* **Passage**
Mafalda, mon héroïne

De (autrice) : Florence Cestac, Aude Picault, Maëlle Reat, Florence Dupré la Tour, Anne Simon, Émilie Gleason, Pénélope Bagieu
Texte de : Marie Bardiaux-Vaïente, Véro Cazot, Agathe Lastic
Dessin de : Soledad Bravi, Gally, Maud Begon
Éditeur : Glénat
96 pages
Prix : 17,50 €
Parution : 28 aout 2024
ISBN 9782344064580
Ce qu’en dit l’éditeur
60 ans ça se fête : quand un collectif d’autrices rend hommage à une figure incontournable de la bande dessinée !
Depuis soixante ans, Mafalda décrypte le monde de ses yeux d’enfant ! Avec candeur, elle n’a cessé de révéler les injustices et souligner les paradoxes de nos Sociétés. Rebelle, fine observatrice et un brin idéaliste, cette figure contestataire et féministe a marqué des générations de lecteurs et continue de nous inspirer. Pour célébrer l’anniversaire de notre jeune héroïne qui n’a pas pris une ride, un collectif d’autrices talentueuses lui rend un vibrant hommage à travers un album inédit et exceptionnel. Et si Mafalda était catapultée à notre époque, que dirait-elle de l’état de la planète et de ses dysfonctionnements, des tâches ménagères, de l’égalité hommes-femmes, de la pauvreté, de la condition animale ou encore de nos politiques ? Une dizaine d’autrices, au style graphique résolument personnel, s’est emparée du personnage en toute liberté pour le croquer chacune à leur manière, à travers des histoires longues ou des gags. Toutes nous dépeignent une Mafalda délibérément moderne qui continue de s’interroger avec humour sur la nature humaine et les grandes problématiques de notre Société. Si Quino a su comprendre la force d’un personnage principal féminin et l’a muée en symbole d’un esprit anticonformiste, ce collectif nous offre une compilation d’histoires audacieuses et rafraîchissantes pour redécouvrir une personnalité dont l’influence a dépassé son créateur. À lire sans modération !Autrices de ce collectif : Pénélope Bagieu, Florence Cestac, Florence Dupré la Tour, Aude Picault, Véro Cazot, Anne Simon, Maud Begon, Soledad, Agathe de Lastic, Maëlle Reat, Marie Bardiaux-Vaïente, Miss Gally, Émilie Gleason…
La Mafalda de Quino vient tout juste de souffler ses 60 bougies ! Et pour fêter dignement cet anniversaire, Glénat propose une nouvelle intégrale qui sortira en novembre et un recueil hommage concocté par treize autrices : « Mafalda, mon héroïne ». Comment et pourquoi Mafalda paraît donc toujours si actuelle ? Et ce recueil est-il un simple « coup » marketing ?

* **Tâches à réaliser**
a – Recopiez fidèlement une partie du passage sur Mafalda : commencez aux mots « De (autrice) : Florence » et arrêtez-vous après « bande dessinée ! ».
b – Présentez sous forme de liste le paragraphe du passage sur Mafalda qui commence par « Depuis soixante ans, Mafalda décrypte le monde », en conservant ses faits principaux.

* **Section des données**
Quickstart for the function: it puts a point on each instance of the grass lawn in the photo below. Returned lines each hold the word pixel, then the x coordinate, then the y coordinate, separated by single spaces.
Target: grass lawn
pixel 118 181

* **Jeu de réponses**
a –
De (autrice) : Florence Cestac, Aude Picault, Maëlle Reat, Florence Dupré la Tour, Anne Simon, Émilie Gleason, Pénélope Bagieu
Texte de : Marie Bardiaux-Vaïente, Véro Cazot, Agathe Lastic
Dessin de : Soledad Bravi, Gally, Maud Begon
Éditeur : Glénat
96 pages
Prix : 17,50 €
Parution : 28 aout 2024
ISBN 9782344064580
Ce qu’en dit l’éditeur
60 ans ça se fête : quand un collectif d’autrices rend hommage à une figure incontournable de la bande dessinée !

b –
- Depuis soixante ans, Mafalda décrypte le monde avec ses yeux d'enfant et révèle les injustices et les paradoxes de nos sociétés.
- Rebelle, fine observatrice, un peu idéaliste, contestataire et féministe, elle a marqué des générations de lecteurs.
- Pour son anniversaire, un collectif d'autrices lui rend hommage dans un album inédit.
- L'album imagine ce que dirait Mafalda à notre époque sur l'état de la planète, les tâches ménagères, l'égalité hommes-femmes, la pauvreté, la condition animale et nos politiques.
- Une dizaine d'autrices au style graphique personnel se sont emparées librement du personnage, à travers des histoires longues ou des gags.
- Toutes dépeignent une Mafalda moderne qui s'interroge avec humour sur la nature humaine et les grandes problématiques de la société.
- Quino en avait fait le symbole d'un esprit anticonformiste, et ce recueil permet de redécouvrir un personnage dont l'influence a dépassé son créateur.
- Autrices du collectif : Pénélope Bagieu, Florence Cestac, Florence Dupré la Tour, Aude Picault, Véro Cazot, Anne Simon, Maud Begon, Soledad, Agathe de Lastic, Maëlle Reat, Marie Bardiaux-Vaïente, Miss Gally et Émilie Gleason.